Darwin celebrates the slippage between form, surface, and identity. In “A Vinyl Platform for Dissent: Designer Toys and Character Merchandising” (Journal of Visual Culture August 2010 vol. 9), author Marc Steinberg argues that the “Urban Vinyl” subculture represents a “site of resistance to the contemporary circulation of images and things”. This article argues that the field represents “a materially situated critique of the commercial practice of character merchandising,” stripping characters of their adherence to formula and branding, and the corporate entertainment franchising that governs that world.
Designer toys often traffick in absurd, pathological, and taboo subject matter, and it tackles its subjects in ways that can be socially insightful or just aggressively hedonistic. Often the figures are disruptive to dominant perceptions of propriety and decorum, but without positioning themselves clearly as either gratuitous irreverence or sly critique. In embracing this subculture within a University devoted to academic inquiry, our challenge is to generate work intuitively and impulsively while channeling the development of projects in ways that examine our collective production of images and consider its communal effect.

RECORD EXTRACTS =>
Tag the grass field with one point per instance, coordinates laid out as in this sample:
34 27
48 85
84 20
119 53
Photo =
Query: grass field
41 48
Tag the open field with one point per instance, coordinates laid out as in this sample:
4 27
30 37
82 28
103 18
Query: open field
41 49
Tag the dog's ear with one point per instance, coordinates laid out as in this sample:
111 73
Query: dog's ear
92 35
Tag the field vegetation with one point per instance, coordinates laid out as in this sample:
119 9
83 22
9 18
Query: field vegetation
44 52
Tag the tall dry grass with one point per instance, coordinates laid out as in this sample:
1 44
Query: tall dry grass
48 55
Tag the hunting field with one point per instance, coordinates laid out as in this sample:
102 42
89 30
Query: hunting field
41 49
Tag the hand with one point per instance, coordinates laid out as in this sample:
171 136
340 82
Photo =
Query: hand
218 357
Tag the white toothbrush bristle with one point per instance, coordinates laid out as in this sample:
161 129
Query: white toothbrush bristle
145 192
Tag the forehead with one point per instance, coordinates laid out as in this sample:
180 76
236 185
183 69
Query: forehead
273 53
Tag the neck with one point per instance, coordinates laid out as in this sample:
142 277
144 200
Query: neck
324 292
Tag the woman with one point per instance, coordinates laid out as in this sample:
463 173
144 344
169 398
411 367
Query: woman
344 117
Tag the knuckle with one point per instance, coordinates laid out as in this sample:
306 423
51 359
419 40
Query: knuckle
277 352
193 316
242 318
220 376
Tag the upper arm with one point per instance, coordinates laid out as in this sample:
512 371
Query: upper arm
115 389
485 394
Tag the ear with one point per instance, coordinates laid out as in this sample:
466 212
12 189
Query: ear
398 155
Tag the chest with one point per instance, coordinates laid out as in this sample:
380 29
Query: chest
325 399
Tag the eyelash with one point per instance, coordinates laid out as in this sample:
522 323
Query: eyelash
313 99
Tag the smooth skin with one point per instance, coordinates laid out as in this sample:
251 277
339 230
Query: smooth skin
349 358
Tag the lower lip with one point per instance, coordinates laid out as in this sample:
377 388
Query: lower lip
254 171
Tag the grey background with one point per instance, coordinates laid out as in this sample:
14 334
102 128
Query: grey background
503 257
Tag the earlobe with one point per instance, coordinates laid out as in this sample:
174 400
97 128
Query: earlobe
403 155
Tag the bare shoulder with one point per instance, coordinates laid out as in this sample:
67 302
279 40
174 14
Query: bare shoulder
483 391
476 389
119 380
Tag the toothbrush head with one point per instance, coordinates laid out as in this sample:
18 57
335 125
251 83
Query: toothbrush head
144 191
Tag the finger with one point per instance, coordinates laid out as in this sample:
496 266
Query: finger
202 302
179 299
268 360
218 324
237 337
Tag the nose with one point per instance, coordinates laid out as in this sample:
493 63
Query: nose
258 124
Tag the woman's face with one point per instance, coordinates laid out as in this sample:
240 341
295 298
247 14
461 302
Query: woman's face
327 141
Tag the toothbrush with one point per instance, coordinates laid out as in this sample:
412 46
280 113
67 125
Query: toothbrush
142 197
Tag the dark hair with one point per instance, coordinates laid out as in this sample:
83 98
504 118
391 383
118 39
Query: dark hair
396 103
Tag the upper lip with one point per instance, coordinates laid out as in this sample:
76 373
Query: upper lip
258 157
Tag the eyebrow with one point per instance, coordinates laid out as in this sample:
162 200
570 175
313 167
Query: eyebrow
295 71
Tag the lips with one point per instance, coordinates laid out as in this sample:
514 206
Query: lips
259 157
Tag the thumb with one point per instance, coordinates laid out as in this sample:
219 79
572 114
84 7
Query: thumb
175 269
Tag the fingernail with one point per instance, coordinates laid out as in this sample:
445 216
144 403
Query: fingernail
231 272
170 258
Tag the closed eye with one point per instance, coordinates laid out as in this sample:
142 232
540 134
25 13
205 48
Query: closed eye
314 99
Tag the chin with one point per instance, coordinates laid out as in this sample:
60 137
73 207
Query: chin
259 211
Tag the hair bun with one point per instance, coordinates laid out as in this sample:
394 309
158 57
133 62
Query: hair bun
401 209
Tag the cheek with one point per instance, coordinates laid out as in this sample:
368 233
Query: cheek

WRITTEN INSTRUCTION A =>
In the passage on designer toys, who wrote "A Vinyl Platform for Dissent: Designer Toys and Character Merchandising"?
WRITTEN INSTRUCTION B =>
Pick up the passage on designer toys after its last sentence and keep writing in the same voice.

EXPECTED OUTPUT A =>
Marc Steinberg

EXPECTED OUTPUT B =>
DARWIN / The Designer Toy Platform as a Means of Academic Inquiry
This paper concerns the inaugural project of an initiative at Emily Carr University of Art and Design called the Centre for Applied Art and Material Production (CAAMP).CAAMP is dedicated to cultural inquiry regarding the contemporary circulation of images and objects, with a mission to promote the integration of applied art practices with contemporary art culture. Driven largely (but not solely) by curricular projects, this Research Centre aims to facilitate the production of knowledge through collaborative design and manufacture. As an added challenge, it seeks to bridge incisive academic investigation with the mass appeal of collectibles, commodity culture, and the entertainment industry.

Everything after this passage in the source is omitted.